[Region pointing data]
--------

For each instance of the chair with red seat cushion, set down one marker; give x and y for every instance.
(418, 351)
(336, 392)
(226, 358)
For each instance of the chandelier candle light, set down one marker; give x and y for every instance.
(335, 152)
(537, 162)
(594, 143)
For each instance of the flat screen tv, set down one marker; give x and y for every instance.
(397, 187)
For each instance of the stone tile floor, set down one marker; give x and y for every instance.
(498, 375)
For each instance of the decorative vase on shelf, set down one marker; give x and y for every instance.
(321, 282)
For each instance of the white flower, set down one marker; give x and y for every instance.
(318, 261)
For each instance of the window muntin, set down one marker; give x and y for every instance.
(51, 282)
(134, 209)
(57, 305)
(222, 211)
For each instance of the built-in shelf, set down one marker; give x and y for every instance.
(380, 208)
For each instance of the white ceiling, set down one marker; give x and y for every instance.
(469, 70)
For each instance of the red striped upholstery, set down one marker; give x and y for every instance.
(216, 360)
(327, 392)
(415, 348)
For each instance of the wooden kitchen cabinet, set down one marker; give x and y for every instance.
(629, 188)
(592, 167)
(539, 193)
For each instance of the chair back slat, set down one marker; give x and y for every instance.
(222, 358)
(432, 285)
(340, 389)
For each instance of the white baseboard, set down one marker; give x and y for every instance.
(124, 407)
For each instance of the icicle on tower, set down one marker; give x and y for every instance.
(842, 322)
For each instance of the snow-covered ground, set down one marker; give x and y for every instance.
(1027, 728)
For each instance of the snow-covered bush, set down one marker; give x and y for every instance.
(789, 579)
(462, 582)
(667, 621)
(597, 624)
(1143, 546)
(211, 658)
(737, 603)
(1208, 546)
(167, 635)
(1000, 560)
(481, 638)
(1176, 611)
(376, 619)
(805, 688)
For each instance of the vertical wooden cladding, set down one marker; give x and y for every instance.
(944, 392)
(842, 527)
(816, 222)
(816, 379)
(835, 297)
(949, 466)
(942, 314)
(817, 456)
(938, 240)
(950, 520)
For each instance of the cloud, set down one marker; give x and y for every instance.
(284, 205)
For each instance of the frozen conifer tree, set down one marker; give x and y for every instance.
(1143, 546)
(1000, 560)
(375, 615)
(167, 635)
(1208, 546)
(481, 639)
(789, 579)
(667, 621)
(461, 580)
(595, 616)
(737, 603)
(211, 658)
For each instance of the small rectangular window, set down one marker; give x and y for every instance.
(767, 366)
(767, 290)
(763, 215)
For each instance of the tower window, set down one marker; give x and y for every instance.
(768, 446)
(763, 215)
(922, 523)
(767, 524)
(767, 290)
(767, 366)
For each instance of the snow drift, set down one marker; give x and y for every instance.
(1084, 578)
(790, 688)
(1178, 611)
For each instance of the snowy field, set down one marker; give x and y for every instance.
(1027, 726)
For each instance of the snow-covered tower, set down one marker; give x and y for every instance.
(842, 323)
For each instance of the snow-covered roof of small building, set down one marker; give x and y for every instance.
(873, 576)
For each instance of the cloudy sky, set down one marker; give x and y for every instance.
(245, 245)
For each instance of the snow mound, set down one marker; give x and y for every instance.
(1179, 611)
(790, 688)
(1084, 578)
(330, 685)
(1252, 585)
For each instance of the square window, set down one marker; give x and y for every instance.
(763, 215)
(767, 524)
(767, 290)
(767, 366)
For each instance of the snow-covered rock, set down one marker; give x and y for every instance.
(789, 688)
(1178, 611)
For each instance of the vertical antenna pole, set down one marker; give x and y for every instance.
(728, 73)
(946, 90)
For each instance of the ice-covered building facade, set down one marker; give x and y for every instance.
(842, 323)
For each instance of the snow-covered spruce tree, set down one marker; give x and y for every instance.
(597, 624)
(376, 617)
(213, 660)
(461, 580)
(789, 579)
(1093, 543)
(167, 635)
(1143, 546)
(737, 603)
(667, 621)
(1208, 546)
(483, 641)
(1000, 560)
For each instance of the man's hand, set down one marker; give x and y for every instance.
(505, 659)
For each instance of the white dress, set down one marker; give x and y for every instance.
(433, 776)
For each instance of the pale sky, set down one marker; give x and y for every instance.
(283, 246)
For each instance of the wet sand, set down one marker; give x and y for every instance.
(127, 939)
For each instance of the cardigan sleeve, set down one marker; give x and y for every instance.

--------

▶ _EXERCISE REQUIREMENTS_: Each line of the data is to be output exactly, with none skipped.

▶ _ANSWER AREA_:
For each instance of the chair with red seat cushion, set down one marker; give x and y for every instance.
(418, 351)
(336, 392)
(226, 358)
For each instance of the chandelier candle light, set down one marker; give x and y for every instance.
(335, 152)
(537, 162)
(594, 143)
For each instance of the flat screen tv, set down one marker; give x and y for every instance.
(397, 187)
For each instance of the stone tile floor, set down one marker; give x and y for every instance.
(498, 375)
For each instance of the decorative vase on shelf, set down one marker; give x and y for every instance.
(321, 282)
For each instance of the white flower, set down one marker; give x and y for every instance.
(318, 261)
For each instance of the window muntin, set down one marker; give x and y for every instance.
(51, 282)
(134, 209)
(57, 305)
(222, 211)
For each instance of the built-in shelf, set down one marker; give x and y for every instance.
(380, 208)
For each instance of the white ceiling, set down one marker; give x and y for every instance.
(469, 70)
For each instance of the red striped upholstery, set down one marker; give x and y for every instance.
(216, 360)
(327, 392)
(415, 348)
For each instance of the wooden kitchen cabinet, set down one marker; give x and y for every instance.
(629, 188)
(592, 167)
(539, 193)
For each instance of the chair back slat, set down one marker; give x and y for every instance.
(222, 358)
(432, 285)
(340, 389)
For each instance of the white baseboard, set down one marker; give x and y for every instance.
(124, 407)
For each instance of the icicle on tower, set down one marker; give x and y for every instance.
(842, 322)
For each instance of the snow-covered ground, set down one marker; give x and y for every instance.
(1027, 728)
For each instance of the snow-covered bush, set down one marker; give x and y for every instance.
(789, 579)
(462, 582)
(667, 621)
(597, 624)
(1143, 546)
(211, 658)
(737, 603)
(1208, 546)
(167, 635)
(1000, 560)
(481, 638)
(1176, 611)
(376, 619)
(805, 688)
For each instance of the vertical wooden cladding, set down one marker; give x and y for every instance.
(944, 392)
(842, 527)
(816, 222)
(816, 379)
(835, 297)
(949, 466)
(942, 314)
(817, 456)
(938, 240)
(950, 520)
For each instance of the cloud, set down one marker; give x and y for every instance.
(284, 205)
For each instance of the frozen conifer tree, set down one marker; give x and y for every instance.
(1143, 546)
(1000, 560)
(375, 615)
(167, 635)
(1208, 546)
(481, 639)
(789, 579)
(667, 621)
(461, 580)
(595, 616)
(737, 603)
(211, 658)
For each instance of the small rectangular window, set down one marker; give x and y for every instance.
(767, 366)
(767, 290)
(763, 215)
For each instance of the tower window, set down one marker; give x and y for every instance.
(768, 446)
(763, 215)
(922, 523)
(767, 524)
(767, 290)
(767, 366)
For each instance of the snow drift, set down one marker; give x and y for every instance.
(1084, 578)
(790, 688)
(1178, 611)
For each instance of the snowy field, set down one marker; give x and y for every instance.
(1027, 726)
For each instance of the snow-covered tower, set down one marker; give x and y for every instance.
(842, 323)
For each instance of the snow-covered roof of small building, set down one marker; give x and y for every instance.
(873, 576)
For each instance of the cloudy sky, set down one marker; give x and y for every instance.
(245, 245)
For each instance of the snow mound, set down one marker; give x and y for every instance.
(1179, 611)
(790, 688)
(1084, 578)
(330, 685)
(1252, 585)
For each instance of the square window, set down one marker; give x and y for every instance.
(763, 215)
(767, 524)
(767, 290)
(767, 366)
For each instance of the snow-covered rock, set down one marker; give x and y for every instance.
(789, 688)
(1178, 611)
For each instance of the vertical antenna pole, set down one marker; give x and y for every instance.
(728, 73)
(946, 90)
For each instance of the ice-covered building facade, set down one marker; give x and y for every instance.
(842, 323)
For each instance of the snow-covered spruce tree, set down one marker; give x and y for every instance.
(597, 624)
(376, 617)
(213, 660)
(461, 580)
(789, 579)
(1093, 543)
(167, 635)
(1143, 546)
(737, 603)
(667, 621)
(1208, 546)
(483, 641)
(1000, 560)
For each instance of the man's hand, set down one marker; give x and y for every instance.
(505, 659)
For each instance of the white dress, set down one marker; give x and y for every instance.
(433, 776)
For each instance of the pale sky, set down one marker; give x and y for every instance.
(283, 246)
For each instance of the wet sand, set down one marker; give x and y for every instance.
(127, 939)
For each instance of the cardigan sleeve, set down one marker; give x and y for every instance.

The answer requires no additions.